Dataset entries
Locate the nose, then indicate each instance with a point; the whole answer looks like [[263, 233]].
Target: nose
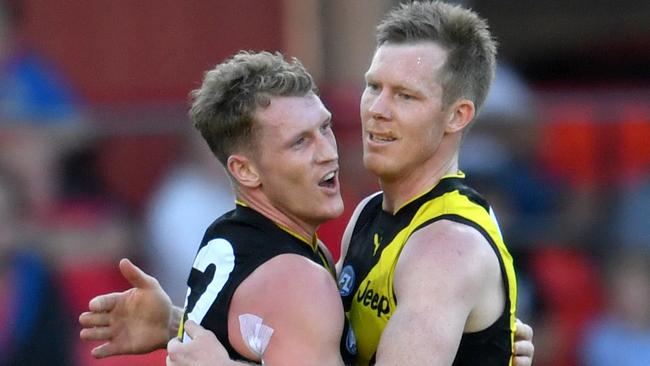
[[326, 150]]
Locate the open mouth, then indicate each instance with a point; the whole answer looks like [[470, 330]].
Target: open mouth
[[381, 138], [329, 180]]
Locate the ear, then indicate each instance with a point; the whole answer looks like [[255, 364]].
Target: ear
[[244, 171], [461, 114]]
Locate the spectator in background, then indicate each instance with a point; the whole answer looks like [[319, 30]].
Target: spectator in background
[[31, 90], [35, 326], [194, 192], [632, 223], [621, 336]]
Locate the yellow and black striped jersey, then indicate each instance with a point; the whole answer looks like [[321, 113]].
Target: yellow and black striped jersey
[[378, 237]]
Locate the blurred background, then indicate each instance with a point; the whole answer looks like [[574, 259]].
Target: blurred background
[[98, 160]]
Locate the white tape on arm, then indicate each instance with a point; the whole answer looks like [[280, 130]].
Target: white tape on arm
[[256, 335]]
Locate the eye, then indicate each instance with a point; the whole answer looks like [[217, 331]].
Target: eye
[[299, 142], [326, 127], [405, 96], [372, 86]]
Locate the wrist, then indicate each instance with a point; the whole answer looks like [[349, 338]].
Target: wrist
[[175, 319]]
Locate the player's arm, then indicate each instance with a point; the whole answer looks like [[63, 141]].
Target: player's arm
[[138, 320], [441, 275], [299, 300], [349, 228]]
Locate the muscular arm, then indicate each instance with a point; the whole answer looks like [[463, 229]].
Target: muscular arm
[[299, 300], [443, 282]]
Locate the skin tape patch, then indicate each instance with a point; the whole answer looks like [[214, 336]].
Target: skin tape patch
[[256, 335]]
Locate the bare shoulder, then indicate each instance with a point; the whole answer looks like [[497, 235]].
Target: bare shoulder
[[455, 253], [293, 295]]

==

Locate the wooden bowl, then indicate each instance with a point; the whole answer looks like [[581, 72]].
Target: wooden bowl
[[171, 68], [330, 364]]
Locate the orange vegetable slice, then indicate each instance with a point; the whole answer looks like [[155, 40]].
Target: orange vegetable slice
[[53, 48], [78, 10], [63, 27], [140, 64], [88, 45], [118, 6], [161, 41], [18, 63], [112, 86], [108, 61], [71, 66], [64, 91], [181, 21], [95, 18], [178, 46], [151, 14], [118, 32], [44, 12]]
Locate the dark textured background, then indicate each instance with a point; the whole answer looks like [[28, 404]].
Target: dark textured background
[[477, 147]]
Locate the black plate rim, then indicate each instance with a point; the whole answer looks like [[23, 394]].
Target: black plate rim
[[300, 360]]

...

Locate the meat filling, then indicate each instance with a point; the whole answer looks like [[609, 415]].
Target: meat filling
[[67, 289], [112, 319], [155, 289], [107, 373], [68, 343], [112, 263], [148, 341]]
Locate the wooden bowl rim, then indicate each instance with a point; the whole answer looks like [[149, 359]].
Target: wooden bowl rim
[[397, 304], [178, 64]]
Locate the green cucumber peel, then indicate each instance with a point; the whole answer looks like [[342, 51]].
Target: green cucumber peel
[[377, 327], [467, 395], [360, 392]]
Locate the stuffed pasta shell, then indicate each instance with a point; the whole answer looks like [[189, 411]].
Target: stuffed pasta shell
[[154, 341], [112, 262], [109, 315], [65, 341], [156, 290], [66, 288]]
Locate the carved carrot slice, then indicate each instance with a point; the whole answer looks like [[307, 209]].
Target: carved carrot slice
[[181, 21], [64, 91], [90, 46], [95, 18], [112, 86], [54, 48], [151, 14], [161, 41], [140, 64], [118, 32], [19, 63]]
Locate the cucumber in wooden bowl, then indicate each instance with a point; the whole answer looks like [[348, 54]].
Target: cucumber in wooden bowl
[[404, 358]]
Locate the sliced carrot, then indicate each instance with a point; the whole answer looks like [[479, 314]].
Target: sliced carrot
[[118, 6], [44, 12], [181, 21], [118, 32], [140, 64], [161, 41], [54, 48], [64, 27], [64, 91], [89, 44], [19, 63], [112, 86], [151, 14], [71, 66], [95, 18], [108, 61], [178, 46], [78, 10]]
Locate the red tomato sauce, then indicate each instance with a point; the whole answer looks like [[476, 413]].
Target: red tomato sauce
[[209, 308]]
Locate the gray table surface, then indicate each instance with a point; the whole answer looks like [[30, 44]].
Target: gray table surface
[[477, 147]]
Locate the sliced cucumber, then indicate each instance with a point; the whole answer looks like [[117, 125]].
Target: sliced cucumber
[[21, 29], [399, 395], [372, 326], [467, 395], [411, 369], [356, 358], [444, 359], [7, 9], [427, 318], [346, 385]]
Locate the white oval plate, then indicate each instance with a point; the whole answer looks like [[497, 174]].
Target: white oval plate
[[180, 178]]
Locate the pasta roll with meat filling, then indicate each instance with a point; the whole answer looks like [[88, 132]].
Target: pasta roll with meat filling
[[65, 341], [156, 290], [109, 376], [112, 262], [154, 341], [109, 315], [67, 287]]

- _AIM OF THE TASK_:
Starting at the line containing "Locate the nose, then" and finishing at the line containing "Locate the blurred", return those lines exactly as they appear above, without the pictures.

- _ANSWER FOR THE TASK_:
Locate the nose, then indicate each instance with a point; the whole answer looks like [[263, 233]].
Target: nose
[[326, 150]]
Locate the open mouth, then indicate each instance with a point; the whole answer looks like [[470, 330]].
Target: open mouth
[[381, 138], [329, 180]]
Locate the ear, then indicate each instance with a point; the whole answer looks like [[255, 364]].
Target: ear
[[244, 171], [461, 114]]
Locate the spectator in background, then indicate each instance with a point; the whole answer looks like [[319, 30]].
Target: spectator in background
[[31, 90], [35, 326], [194, 192], [632, 223], [621, 336]]
Locate the yellow and black striped jersey, then indicate each instance with a point; the whole answer looks like [[321, 113]].
Target: yellow and black striped jersey
[[378, 237]]
Locate the blurred background, then indicate each instance with a point; the whole answer looks like [[574, 259]].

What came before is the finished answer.